Records from a collection:
----

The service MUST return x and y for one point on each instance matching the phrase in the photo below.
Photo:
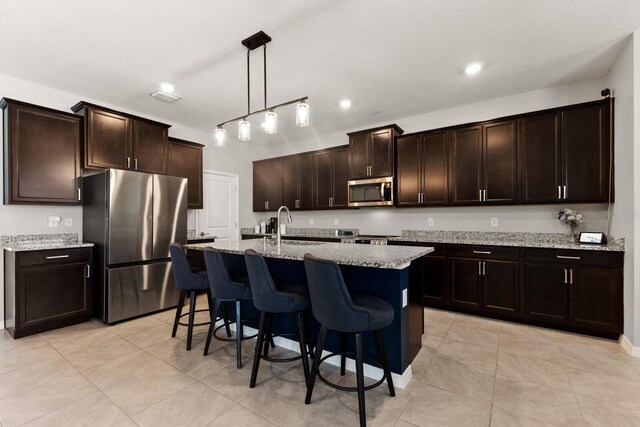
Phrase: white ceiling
(391, 58)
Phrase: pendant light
(270, 124)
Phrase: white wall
(510, 218)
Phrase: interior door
(219, 217)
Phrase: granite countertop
(526, 240)
(39, 242)
(393, 257)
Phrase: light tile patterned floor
(470, 371)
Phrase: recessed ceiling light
(473, 68)
(167, 87)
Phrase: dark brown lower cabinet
(45, 290)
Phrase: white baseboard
(399, 381)
(629, 348)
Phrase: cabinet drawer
(484, 252)
(439, 249)
(53, 256)
(578, 257)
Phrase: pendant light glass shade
(220, 137)
(270, 122)
(302, 114)
(244, 130)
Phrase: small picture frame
(593, 238)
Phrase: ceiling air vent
(164, 96)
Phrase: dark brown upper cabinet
(330, 173)
(566, 154)
(297, 181)
(421, 174)
(482, 164)
(371, 152)
(121, 141)
(267, 185)
(42, 154)
(185, 160)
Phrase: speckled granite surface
(394, 257)
(37, 242)
(528, 240)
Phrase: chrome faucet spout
(279, 233)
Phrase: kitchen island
(383, 271)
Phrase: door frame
(236, 179)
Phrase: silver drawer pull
(567, 257)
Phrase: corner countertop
(391, 257)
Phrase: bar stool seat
(337, 310)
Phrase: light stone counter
(392, 257)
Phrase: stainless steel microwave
(371, 192)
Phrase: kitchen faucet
(288, 220)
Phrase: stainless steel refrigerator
(132, 217)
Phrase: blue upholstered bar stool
(223, 289)
(189, 283)
(270, 300)
(337, 310)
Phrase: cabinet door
(545, 292)
(465, 277)
(340, 178)
(500, 286)
(499, 162)
(359, 155)
(465, 166)
(185, 160)
(290, 184)
(323, 179)
(43, 156)
(540, 158)
(434, 170)
(109, 140)
(305, 181)
(50, 293)
(409, 173)
(595, 300)
(150, 147)
(381, 153)
(586, 144)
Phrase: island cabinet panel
(122, 141)
(483, 163)
(330, 175)
(267, 185)
(371, 152)
(42, 154)
(297, 181)
(566, 154)
(185, 160)
(46, 290)
(422, 169)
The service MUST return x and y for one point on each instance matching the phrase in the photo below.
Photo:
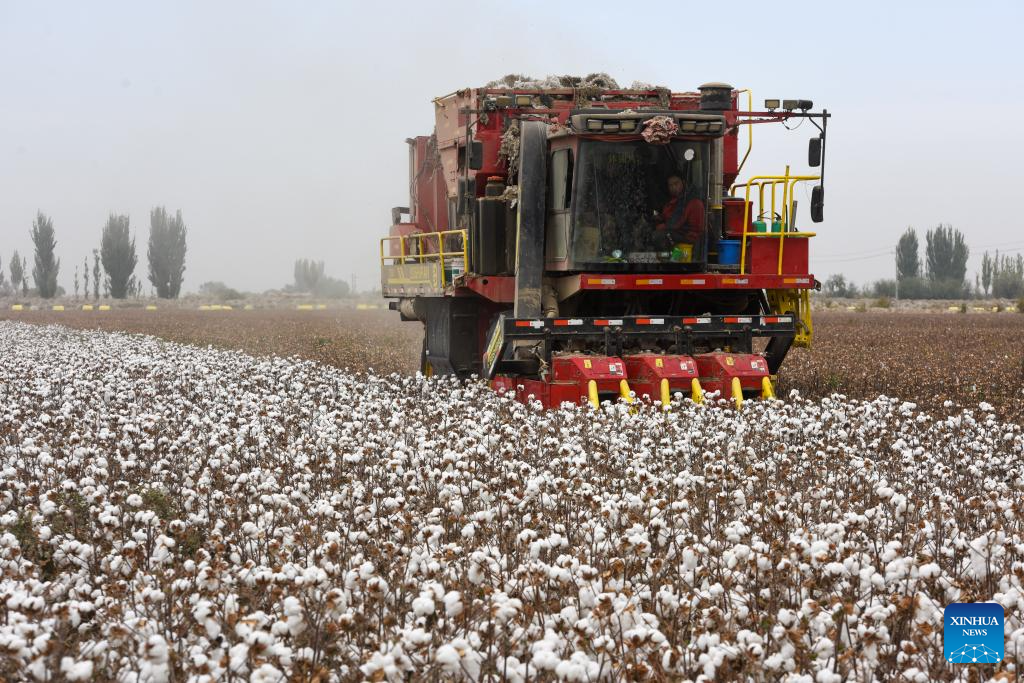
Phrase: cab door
(557, 225)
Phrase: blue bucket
(728, 251)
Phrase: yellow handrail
(420, 256)
(788, 182)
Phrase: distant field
(926, 357)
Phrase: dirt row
(924, 357)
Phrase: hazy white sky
(278, 127)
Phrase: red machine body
(502, 257)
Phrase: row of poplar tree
(113, 268)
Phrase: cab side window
(560, 180)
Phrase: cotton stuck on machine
(572, 244)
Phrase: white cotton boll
(154, 667)
(423, 605)
(545, 659)
(448, 657)
(76, 671)
(266, 674)
(453, 603)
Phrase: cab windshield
(640, 203)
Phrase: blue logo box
(973, 633)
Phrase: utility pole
(896, 263)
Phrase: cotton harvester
(579, 243)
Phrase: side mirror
(466, 193)
(814, 153)
(475, 152)
(817, 204)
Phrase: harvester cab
(580, 243)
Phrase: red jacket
(689, 222)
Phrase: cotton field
(174, 513)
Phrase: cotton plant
(169, 512)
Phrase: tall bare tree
(167, 252)
(16, 271)
(95, 274)
(46, 265)
(118, 253)
(907, 255)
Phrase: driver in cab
(680, 220)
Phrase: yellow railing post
(696, 391)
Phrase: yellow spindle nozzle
(624, 391)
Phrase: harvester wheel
(425, 367)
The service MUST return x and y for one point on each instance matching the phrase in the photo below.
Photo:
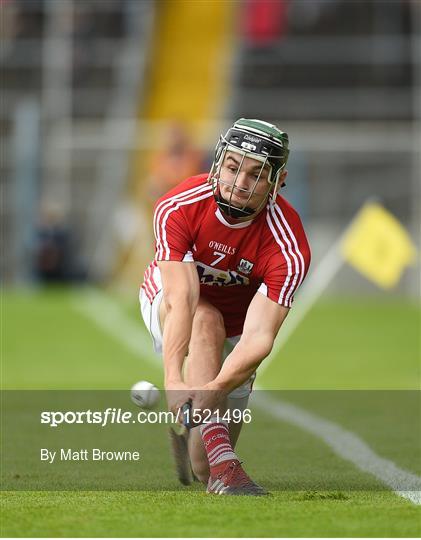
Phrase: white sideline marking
(345, 444)
(108, 316)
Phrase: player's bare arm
(263, 321)
(180, 299)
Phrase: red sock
(217, 443)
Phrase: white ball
(145, 394)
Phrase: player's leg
(219, 437)
(202, 364)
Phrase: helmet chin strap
(231, 210)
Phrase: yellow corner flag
(378, 246)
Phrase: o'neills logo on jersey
(222, 248)
(245, 266)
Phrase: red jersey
(269, 254)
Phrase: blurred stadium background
(107, 103)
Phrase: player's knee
(208, 319)
(200, 468)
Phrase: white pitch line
(108, 316)
(345, 444)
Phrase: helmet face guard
(257, 140)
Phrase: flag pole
(319, 280)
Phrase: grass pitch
(47, 343)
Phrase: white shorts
(150, 315)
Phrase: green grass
(179, 514)
(342, 344)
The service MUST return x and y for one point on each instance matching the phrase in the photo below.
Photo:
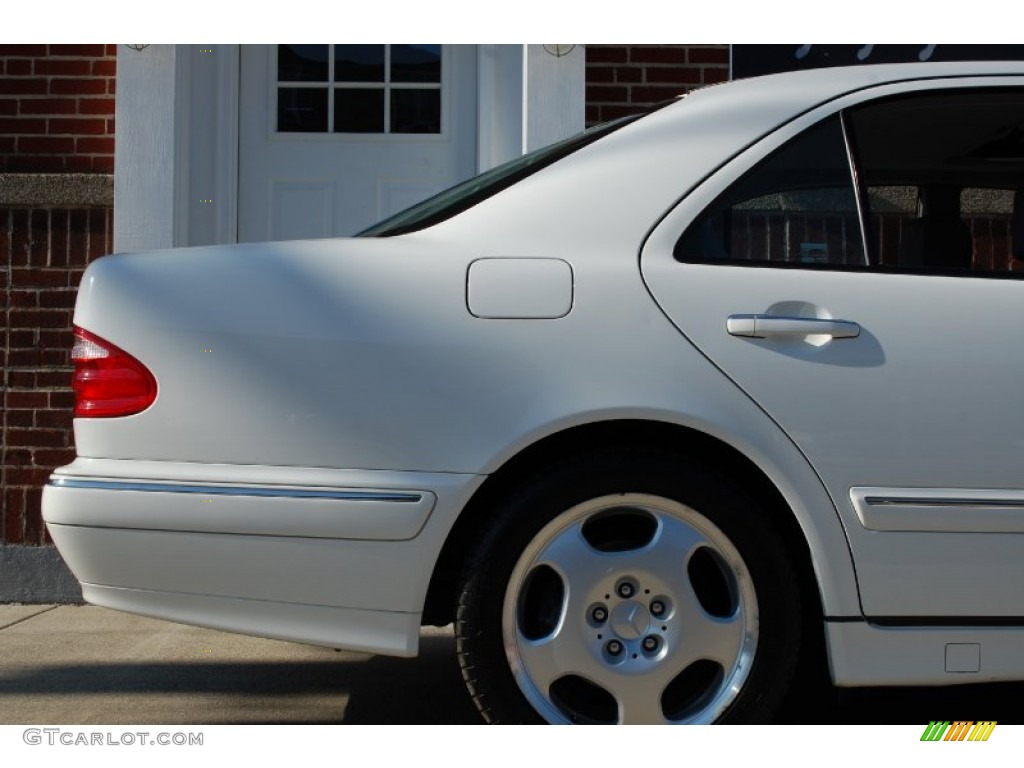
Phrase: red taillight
(109, 381)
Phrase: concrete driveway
(83, 665)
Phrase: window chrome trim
(251, 491)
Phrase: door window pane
(416, 111)
(358, 111)
(302, 110)
(416, 64)
(942, 171)
(302, 64)
(387, 89)
(358, 64)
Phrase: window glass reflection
(302, 64)
(358, 64)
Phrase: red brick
(39, 318)
(34, 527)
(78, 50)
(52, 458)
(78, 163)
(101, 105)
(45, 144)
(600, 75)
(28, 475)
(62, 398)
(612, 112)
(37, 437)
(629, 74)
(77, 86)
(25, 380)
(39, 245)
(78, 238)
(23, 85)
(36, 164)
(58, 237)
(58, 298)
(682, 75)
(605, 53)
(24, 357)
(24, 299)
(22, 339)
(20, 417)
(13, 515)
(715, 75)
(97, 231)
(18, 67)
(94, 145)
(56, 419)
(54, 379)
(47, 107)
(104, 67)
(708, 54)
(17, 457)
(615, 93)
(23, 126)
(59, 338)
(27, 398)
(653, 94)
(77, 126)
(659, 54)
(52, 66)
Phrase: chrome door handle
(764, 326)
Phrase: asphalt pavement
(84, 665)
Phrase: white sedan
(648, 415)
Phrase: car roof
(612, 190)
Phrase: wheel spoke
(564, 652)
(639, 697)
(569, 554)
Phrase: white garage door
(336, 137)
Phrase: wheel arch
(636, 436)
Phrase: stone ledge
(56, 189)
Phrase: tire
(628, 590)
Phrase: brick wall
(626, 79)
(42, 254)
(56, 109)
(56, 157)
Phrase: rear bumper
(331, 557)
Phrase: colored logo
(962, 730)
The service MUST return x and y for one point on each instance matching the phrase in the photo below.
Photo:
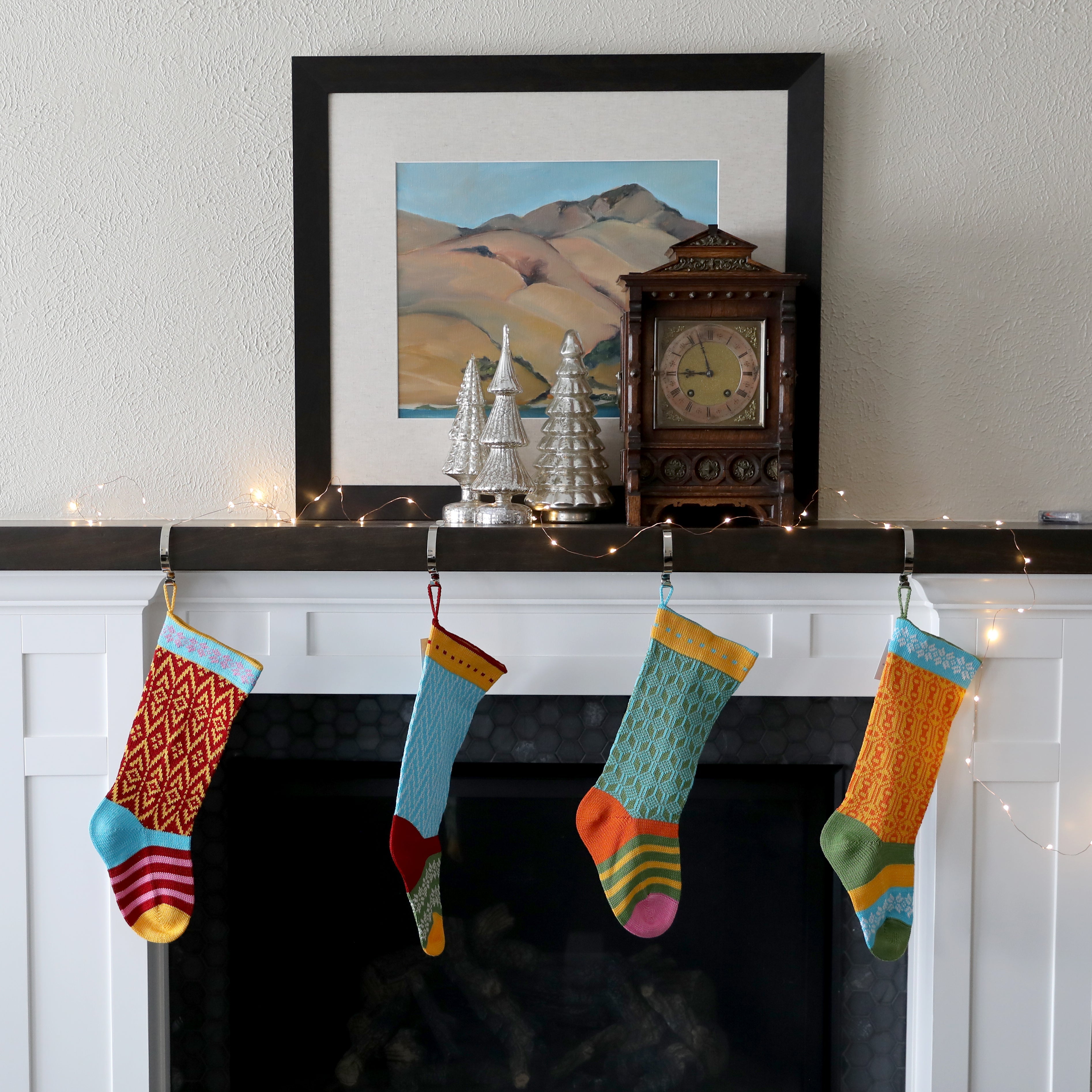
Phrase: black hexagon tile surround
(871, 1018)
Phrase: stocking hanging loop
(170, 588)
(667, 591)
(433, 573)
(908, 568)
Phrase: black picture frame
(315, 79)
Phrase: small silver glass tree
(467, 457)
(504, 473)
(574, 478)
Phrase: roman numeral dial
(709, 373)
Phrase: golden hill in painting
(543, 274)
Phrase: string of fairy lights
(86, 507)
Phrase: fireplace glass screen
(539, 988)
(302, 968)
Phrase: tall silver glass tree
(467, 458)
(504, 473)
(574, 478)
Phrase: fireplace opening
(540, 987)
(302, 968)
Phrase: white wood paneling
(842, 636)
(246, 631)
(64, 634)
(1073, 937)
(65, 756)
(129, 966)
(70, 904)
(69, 686)
(15, 942)
(1002, 955)
(1016, 761)
(65, 694)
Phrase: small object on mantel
(467, 458)
(504, 473)
(574, 480)
(1059, 517)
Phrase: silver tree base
(460, 512)
(566, 515)
(504, 514)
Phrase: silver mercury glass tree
(467, 457)
(574, 478)
(504, 473)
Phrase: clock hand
(709, 367)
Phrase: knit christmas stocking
(870, 840)
(629, 819)
(455, 678)
(142, 828)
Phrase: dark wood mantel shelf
(389, 546)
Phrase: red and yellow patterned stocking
(142, 828)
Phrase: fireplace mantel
(1002, 958)
(390, 546)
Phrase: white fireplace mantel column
(1001, 959)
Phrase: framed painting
(440, 199)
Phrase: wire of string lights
(86, 507)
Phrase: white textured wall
(146, 223)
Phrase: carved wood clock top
(708, 380)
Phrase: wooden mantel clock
(707, 382)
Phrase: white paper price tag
(880, 671)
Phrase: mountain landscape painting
(535, 246)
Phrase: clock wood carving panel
(707, 383)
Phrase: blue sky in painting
(470, 194)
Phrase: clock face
(710, 375)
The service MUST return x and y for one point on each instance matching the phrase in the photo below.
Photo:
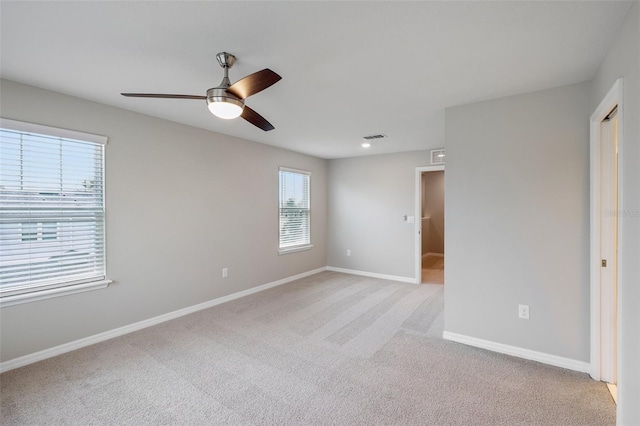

----

Reproduce the span beginning at the line with "Phrase: silver tree base" and ending at the last line of the entries above, inclusive, exactly as it stands. Exclude the pictures.

■ Exercise answer
Phrase: silver tree base
(460, 512)
(566, 515)
(504, 514)
Phrase: silver mercury glass tree
(467, 457)
(574, 478)
(504, 473)
Phrase: clock hand
(709, 367)
Phrase: knit christmas stocking
(870, 840)
(629, 819)
(455, 678)
(142, 828)
Phrase: dark wood mantel shelf
(389, 546)
Phrase: red and yellow patterned stocking
(142, 828)
Phrase: fireplace mantel
(1002, 958)
(390, 546)
Phrase: white fireplace mantel column
(1001, 959)
Phrase: framed painting
(440, 199)
Phrase: wire of string lights
(86, 507)
Phrase: white textured wall
(146, 223)
Phrase: carved wood clock top
(708, 380)
Phrase: wooden mantel clock
(707, 382)
Phrase: white paper price tag
(880, 671)
Phrase: mountain landscape painting
(535, 246)
Phrase: clock wood carving panel
(707, 383)
Phrase: blue sky in painting
(470, 194)
Phrase: clock face
(710, 375)
The service MUST return x and y for one point on each instance matching the phrase in the photo below.
Photo:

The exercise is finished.